# TASK PROMPT:
Please read the audit below and decide whether each statement agrees with it, answering yes or no and quoting the deciding words. 1. All end-to-end tests passed before the audit. 2. The audit rates the thread panic issue as critical. 3. The audit puts the embedding inference in `embed_texts` at 100ms or more.

# EXTRACT:
>> Start
377 lines
12 KiB
Markdown
377 lines
12 KiB
Markdown
|
|
# Elixir Binding Systematic Bug Audit
|
||
|
|
|
||
|
|
**Audit Date**: 2026-05-30
|
||
|
|
**Repo**: `packages/elixir/` + `e2e/elixir/`
|
||
|
|
**Status**: 28/28 e2e tests green (before audit)
|
||
|
|
|
||
|
|
## Executive Summary
|
||
|
|
|
||
|
|
Found **3 critical bugs** and **2 high-priority gaps** in the Elixir NIF binding:
|
||
|
|
|
||
|
|
1. **CRITICAL: CPU-bound NIFs lack DirtyCpu scheduling** — blocks BEAM schedulers
|
||
|
|
2. **HIGH: Thread panics not safely caught** — crashes BEAM VM
|
||
|
|
3. **HIGH: Missing Dialyzer config** — type-safety not validated
|
||
|
|
4. **MISSING: No Dialyzer coverage**
|
||
|
|
5. **MISSING: No mix_audit in CI**
|
||
|
|
|
||
|
|
---
|
||
|
|
|
||
|
|
## Findings
|
||
|
|
|
||
|
|
### BINDING_BUG #1: Scheduler Violation — CPU-Bound NIFs Without DirtyCpu
|
||
|
|
|
||
|
|
**Severity**: CRITICAL
|
||
|
|
**Issue**: Operations >1ms run on the normal scheduler, blocking the BEAM.
|
||
|
|
**Lines in NIF**: `packages/elixir/native/kreuzberg_nif/src/lib.rs`
|
||
|
|
|
||
|
|
#### CPU-Bound but Unscheduled (MUST FIX)
|
||
|
|
|
||
|
|
1. **`extract_file_sync` (line 3421)** — calls `kreuzberg::extract_file_sync`
|
||
|
|
- Performs I/O + parsing; easily >10ms
|
||
|
|
- Currently: `#[rustler::nif]` (normal scheduler)
|
||
|
|
- **Fix**: Add `schedule = "DirtyIo"` (I/O-bound)
|
||
|
|
|
||
|
|
2. **`extract_bytes_sync` (line 3459)** — calls `kreuzberg::extract_bytes_sync`
|
||
|
|
- Parsing + extraction; easily >10ms
|
||
|
|
- Currently: `#[rustler::nif]` (normal scheduler)
|
||
|
|
- **Fix**: Add `schedule = "DirtyCpu"` (CPU-bound)
|
||
|
|
|
||
|
|
3. **`embed_texts` (line 3710)** — embedding inference
|
||
|
|
- Neural network forward pass; 100ms+
|
||
|
|
- Currently: `#[rustler::nif]` (normal scheduler)
>> End
# DATA LISTING:
>> Start
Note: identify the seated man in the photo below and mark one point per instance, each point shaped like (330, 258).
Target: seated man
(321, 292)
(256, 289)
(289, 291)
>> End
# TASK RESULT:
1. Yes: "28/28 e2e tests green (before audit)".
2. No: "HIGH: Thread panics not safely caught".
3. Yes: "Neural network forward pass; 100ms+".